* TO DO
Can you write out all of the material below, word for word?
>> start INPUT FOR THIS TASK
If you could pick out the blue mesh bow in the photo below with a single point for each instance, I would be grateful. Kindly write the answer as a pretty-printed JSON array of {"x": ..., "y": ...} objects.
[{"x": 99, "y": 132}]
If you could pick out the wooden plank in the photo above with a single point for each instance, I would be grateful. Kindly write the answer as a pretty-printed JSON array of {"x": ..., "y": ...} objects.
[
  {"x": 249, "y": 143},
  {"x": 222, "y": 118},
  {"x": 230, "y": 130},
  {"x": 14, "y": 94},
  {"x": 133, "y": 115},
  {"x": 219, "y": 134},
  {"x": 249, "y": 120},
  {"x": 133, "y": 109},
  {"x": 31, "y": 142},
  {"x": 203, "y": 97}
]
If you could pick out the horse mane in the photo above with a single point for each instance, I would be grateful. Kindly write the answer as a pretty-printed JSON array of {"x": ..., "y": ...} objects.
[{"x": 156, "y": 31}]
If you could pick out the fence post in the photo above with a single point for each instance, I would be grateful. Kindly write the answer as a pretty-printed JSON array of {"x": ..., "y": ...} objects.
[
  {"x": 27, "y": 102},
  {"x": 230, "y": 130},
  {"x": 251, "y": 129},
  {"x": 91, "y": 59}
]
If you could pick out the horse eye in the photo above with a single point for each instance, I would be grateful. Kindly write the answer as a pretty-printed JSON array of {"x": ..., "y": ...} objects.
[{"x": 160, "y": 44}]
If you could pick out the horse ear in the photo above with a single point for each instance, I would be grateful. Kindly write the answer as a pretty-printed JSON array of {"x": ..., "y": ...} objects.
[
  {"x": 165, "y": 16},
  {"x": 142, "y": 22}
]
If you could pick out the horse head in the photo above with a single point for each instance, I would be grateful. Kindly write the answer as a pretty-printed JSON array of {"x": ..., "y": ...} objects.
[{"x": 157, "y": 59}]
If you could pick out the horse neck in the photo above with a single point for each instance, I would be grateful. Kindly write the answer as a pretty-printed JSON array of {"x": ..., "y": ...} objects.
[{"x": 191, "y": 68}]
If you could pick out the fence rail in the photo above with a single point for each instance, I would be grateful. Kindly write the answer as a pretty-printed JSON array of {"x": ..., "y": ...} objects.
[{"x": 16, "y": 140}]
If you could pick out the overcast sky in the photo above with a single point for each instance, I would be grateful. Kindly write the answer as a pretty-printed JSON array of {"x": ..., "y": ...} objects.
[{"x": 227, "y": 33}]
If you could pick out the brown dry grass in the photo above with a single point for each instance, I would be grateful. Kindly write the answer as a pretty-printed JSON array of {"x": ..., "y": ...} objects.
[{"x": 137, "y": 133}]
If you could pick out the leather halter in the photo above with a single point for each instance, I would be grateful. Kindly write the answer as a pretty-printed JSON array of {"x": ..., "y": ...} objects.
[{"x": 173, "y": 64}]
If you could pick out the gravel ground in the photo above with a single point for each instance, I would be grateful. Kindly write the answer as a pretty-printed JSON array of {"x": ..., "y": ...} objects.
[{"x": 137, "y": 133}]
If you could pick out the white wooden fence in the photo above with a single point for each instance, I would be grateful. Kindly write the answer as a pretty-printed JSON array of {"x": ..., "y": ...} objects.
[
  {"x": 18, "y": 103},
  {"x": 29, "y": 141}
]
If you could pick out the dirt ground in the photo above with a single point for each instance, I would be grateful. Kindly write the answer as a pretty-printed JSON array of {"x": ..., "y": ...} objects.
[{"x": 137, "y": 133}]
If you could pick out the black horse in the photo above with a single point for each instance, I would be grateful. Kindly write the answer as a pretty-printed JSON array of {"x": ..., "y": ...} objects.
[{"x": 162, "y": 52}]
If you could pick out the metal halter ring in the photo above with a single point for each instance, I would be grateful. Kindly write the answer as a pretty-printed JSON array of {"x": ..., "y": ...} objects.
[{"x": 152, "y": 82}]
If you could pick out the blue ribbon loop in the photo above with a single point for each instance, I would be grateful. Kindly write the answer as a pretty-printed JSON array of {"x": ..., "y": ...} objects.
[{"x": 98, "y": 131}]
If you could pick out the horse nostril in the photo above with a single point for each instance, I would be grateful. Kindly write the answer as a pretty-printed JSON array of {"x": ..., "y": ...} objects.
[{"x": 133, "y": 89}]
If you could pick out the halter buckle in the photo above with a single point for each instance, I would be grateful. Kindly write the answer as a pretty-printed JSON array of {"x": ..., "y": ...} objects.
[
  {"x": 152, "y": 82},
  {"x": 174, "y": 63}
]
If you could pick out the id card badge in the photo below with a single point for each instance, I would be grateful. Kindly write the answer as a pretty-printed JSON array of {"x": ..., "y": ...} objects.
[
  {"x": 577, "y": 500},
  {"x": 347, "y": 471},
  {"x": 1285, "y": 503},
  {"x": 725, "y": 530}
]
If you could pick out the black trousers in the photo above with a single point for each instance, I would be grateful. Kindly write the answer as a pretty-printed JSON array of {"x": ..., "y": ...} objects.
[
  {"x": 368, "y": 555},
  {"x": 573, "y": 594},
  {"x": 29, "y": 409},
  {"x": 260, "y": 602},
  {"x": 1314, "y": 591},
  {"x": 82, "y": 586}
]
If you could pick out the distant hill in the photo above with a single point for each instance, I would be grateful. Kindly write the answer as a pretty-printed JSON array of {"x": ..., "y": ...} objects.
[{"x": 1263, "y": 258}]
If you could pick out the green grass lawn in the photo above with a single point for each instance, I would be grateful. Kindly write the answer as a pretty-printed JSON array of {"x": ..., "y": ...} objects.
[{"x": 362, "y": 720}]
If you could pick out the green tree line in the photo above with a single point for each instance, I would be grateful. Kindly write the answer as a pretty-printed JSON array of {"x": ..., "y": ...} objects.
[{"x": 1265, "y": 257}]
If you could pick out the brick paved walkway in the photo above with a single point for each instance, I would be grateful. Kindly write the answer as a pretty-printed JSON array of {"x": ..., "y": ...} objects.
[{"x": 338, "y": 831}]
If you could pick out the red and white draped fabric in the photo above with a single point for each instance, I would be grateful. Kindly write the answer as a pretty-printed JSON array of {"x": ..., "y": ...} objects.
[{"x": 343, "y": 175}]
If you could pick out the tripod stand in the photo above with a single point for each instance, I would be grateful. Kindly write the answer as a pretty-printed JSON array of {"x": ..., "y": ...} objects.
>> end INPUT FOR THIS TASK
* RESULT OF THIS EXERCISE
If you could pick out the blue mesh bow in the photo below with a single point for each instance, I would be grateful. Kindly write the answer as a pretty-printed JSON array of {"x": ..., "y": ...} objects.
[{"x": 99, "y": 132}]
If you could pick out the wooden plank in the photo above with a single point for each instance, I would be grateful. Kindly write the answer as a pretty-printed JSON array of {"x": ..., "y": ...} objects.
[
  {"x": 249, "y": 143},
  {"x": 222, "y": 118},
  {"x": 230, "y": 130},
  {"x": 14, "y": 94},
  {"x": 133, "y": 115},
  {"x": 219, "y": 134},
  {"x": 249, "y": 120},
  {"x": 133, "y": 109},
  {"x": 31, "y": 142},
  {"x": 203, "y": 97}
]
If you could pick out the horse mane in the photo above with a single point for each instance, I would be grateful. Kindly write the answer as a pretty-printed JSON array of {"x": ..., "y": ...} objects.
[{"x": 156, "y": 31}]
If you could pick out the fence post in the photo above with a single point for each instance, I would be grateful. Kindly write the answer as a pretty-printed JSON array of {"x": ..., "y": ...} objects.
[
  {"x": 27, "y": 102},
  {"x": 230, "y": 130},
  {"x": 251, "y": 129},
  {"x": 91, "y": 59}
]
If you could pick out the horse eye in the photo above with a single point for each instance, I would be grateful. Kindly write the answer as a pretty-printed JSON array of {"x": ..., "y": ...} objects.
[{"x": 160, "y": 44}]
If you could pick out the horse ear in the photo above with a single point for each instance, I would be grateful. Kindly write the answer as a pretty-printed JSON array of {"x": ..., "y": ...} objects.
[
  {"x": 165, "y": 16},
  {"x": 142, "y": 22}
]
If you could pick out the horse head in the photo above with a single point for each instance, I would be grateful. Kindly write the answer as a pretty-printed JSON array of {"x": ..., "y": ...} objects.
[{"x": 157, "y": 59}]
If you could pick out the horse neck in the photo above with a single point for each instance, I would be grateful. Kindly write the answer as a pretty-printed JSON array of {"x": ..., "y": ...} objects.
[{"x": 191, "y": 68}]
If you could pick out the fence rail in the photo above with a single point for each instance, I would be grateful. Kindly write the answer as a pretty-printed JSON array of {"x": ..., "y": ...} objects.
[{"x": 16, "y": 140}]
If you could pick out the overcast sky in the photo above with a single point for each instance, I would be grateful. Kindly write the answer as a pretty-printed JSON array of {"x": ..., "y": ...} objects.
[{"x": 227, "y": 33}]
If you could pick out the brown dry grass in the photo above with a single point for each instance, I would be grateful. Kindly write the answer as a pretty-printed JSON array of {"x": ..., "y": ...} objects.
[{"x": 137, "y": 133}]
If you could pick out the leather halter in the photo above with a single point for each instance, I would be grateful. Kindly write the answer as a pretty-printed JSON array of {"x": ..., "y": ...} objects.
[{"x": 173, "y": 64}]
If you could pick out the gravel ground in the photo above with a single point for each instance, I would be grateful. Kindly write the answer as a pretty-printed JSON array of {"x": ..., "y": ...} objects.
[{"x": 137, "y": 133}]
If you could pick out the white wooden fence in the photo above with a single point for each instance, I would be grateful. Kindly write the answer as a pretty-printed JSON array of {"x": ..., "y": ...} objects.
[
  {"x": 18, "y": 103},
  {"x": 29, "y": 141}
]
If you could pick out the dirt ground in the photo above with a single point for each instance, I would be grateful. Kindly write the answer as a pretty-printed JSON array of {"x": ..., "y": ...} objects.
[{"x": 137, "y": 133}]
If you could pick out the black horse in the photo above with a single point for each instance, I would be grateful. Kindly write the answer as a pretty-printed JSON array of {"x": ..., "y": ...} objects.
[{"x": 162, "y": 52}]
If you could pick out the metal halter ring in the photo above with a single point for each instance, I would be grateful. Kindly write the answer as a pretty-printed JSON array of {"x": ..., "y": ...} objects.
[{"x": 152, "y": 82}]
If you could pick out the blue ribbon loop in the photo above with a single point for each instance, I would be grateful. Kindly write the answer as a pretty-printed JSON array of {"x": ..., "y": ...} objects.
[{"x": 98, "y": 131}]
If you could pick out the horse nostril in the photo above with a single point for each instance, I would be grateful. Kindly write the answer as a pretty-printed JSON array of {"x": ..., "y": ...} objects.
[{"x": 133, "y": 89}]
If you could pick out the halter buckle in the photo above with a single point for each instance, I would be grateful. Kindly write the answer as a pretty-printed JSON array of {"x": ..., "y": ...} objects.
[
  {"x": 152, "y": 82},
  {"x": 174, "y": 63}
]
If you could pick out the id card badge in the photo below with a single point for each instance, I would be grateful. Kindly write the answer as a pretty-printed JSON array of {"x": ..., "y": ...} objects.
[
  {"x": 577, "y": 500},
  {"x": 347, "y": 471},
  {"x": 1285, "y": 503},
  {"x": 725, "y": 530}
]
If you could pick out the black trousers in the photo above with a single point for each instance, I would be grateful. Kindly write the answer as a pretty-printed JSON array of {"x": ..., "y": ...} objects.
[
  {"x": 368, "y": 555},
  {"x": 573, "y": 594},
  {"x": 29, "y": 409},
  {"x": 260, "y": 602},
  {"x": 1314, "y": 591},
  {"x": 82, "y": 586}
]
If you could pick out the distant hill in the photo above with a single point for each instance, I would be grateful. Kindly write the answer as a pretty-printed JSON array of {"x": ..., "y": ...} objects.
[{"x": 1263, "y": 258}]
If you could pick out the green grass lawn in the photo above with a single point for each instance, I would be grateful. Kindly write the answer as a pretty-printed JSON array of {"x": ..., "y": ...} objects.
[{"x": 362, "y": 720}]
If you could pick out the green tree line in the photo above with a single point for each instance, I would be grateful. Kindly write the answer as a pretty-printed JSON array of {"x": ..., "y": ...} objects.
[{"x": 1265, "y": 257}]
If you could pick out the brick paved walkway in the photo above with a single point for each instance, I would be grateful. Kindly write the answer as a pretty-printed JSON array of {"x": ..., "y": ...} objects.
[{"x": 338, "y": 831}]
If you could pick out the red and white draped fabric in the photo above with a single point for each instance, I would be grateful. Kindly write the answer as a pretty-printed JSON array of {"x": ..., "y": ...} objects.
[{"x": 343, "y": 175}]
If you could pick out the tripod stand in the photo above with a single point for each instance, I would be grateful. Kindly write the answer as a pretty-printed JSON array of {"x": ..., "y": ...} objects.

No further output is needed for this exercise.